To be done: Please render the data from the line containing "Target: man's hair" through the end of the data, both ends included, as a JSON list of strings with one string per line and blank lines left out.
======== Raw data
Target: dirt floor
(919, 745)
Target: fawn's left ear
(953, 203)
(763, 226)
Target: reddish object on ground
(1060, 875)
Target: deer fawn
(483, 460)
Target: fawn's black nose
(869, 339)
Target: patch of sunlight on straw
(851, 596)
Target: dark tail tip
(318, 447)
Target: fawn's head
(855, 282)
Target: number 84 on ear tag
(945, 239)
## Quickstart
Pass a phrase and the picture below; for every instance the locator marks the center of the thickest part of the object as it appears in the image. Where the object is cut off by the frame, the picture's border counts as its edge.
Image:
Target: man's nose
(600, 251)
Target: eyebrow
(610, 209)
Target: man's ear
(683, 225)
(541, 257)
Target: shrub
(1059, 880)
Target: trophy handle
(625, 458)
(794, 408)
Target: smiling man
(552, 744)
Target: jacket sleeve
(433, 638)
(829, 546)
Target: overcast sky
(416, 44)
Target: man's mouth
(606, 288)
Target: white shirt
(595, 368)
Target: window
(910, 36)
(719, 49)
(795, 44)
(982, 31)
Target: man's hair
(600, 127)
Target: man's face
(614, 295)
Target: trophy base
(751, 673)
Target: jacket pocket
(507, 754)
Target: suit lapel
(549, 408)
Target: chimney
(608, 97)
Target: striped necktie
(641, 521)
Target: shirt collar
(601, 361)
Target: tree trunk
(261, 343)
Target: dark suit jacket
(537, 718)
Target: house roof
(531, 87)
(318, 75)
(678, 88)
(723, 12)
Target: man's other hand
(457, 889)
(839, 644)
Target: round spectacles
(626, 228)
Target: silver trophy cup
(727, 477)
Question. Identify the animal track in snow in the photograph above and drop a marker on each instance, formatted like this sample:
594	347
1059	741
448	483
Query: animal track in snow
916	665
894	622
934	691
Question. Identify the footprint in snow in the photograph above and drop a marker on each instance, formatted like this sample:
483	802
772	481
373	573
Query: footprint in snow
================
Answer for the task:
[
  "Target: man's hair",
  "(600, 127)",
  "Target: man's face",
  "(614, 295)",
  "Target: trophy base",
  "(751, 673)",
  "Target: jacket pocket",
  "(507, 754)",
  "Target: suit lapel",
  "(549, 408)",
  "Target: chimney",
  "(608, 97)",
  "Target: striped necktie",
  "(641, 521)",
  "Target: shirt collar",
  "(601, 361)",
  "Target: tree trunk",
  "(261, 343)",
  "Target: dark suit jacket",
  "(537, 718)",
  "Target: house roof",
  "(531, 87)",
  "(318, 75)",
  "(678, 88)",
  "(723, 12)",
  "Target: man's other hand",
  "(457, 889)",
  "(839, 644)",
  "Target: round spectacles",
  "(626, 228)",
  "Target: silver trophy cup",
  "(727, 477)",
  "Question. Identify the animal track in snow in the photograph above and drop a marker on each instance, formatted like this sample:",
  "594\t347",
  "1059\t741",
  "448\t483",
  "Query: animal track in snow",
  "916\t665",
  "894\t622",
  "934\t691",
  "Question. Identify the footprint in snow in the photograph above and drop a marker on each instance, formatted like this sample:",
  "483\t802",
  "772\t481",
  "373\t573",
  "Query: footprint in snow"
]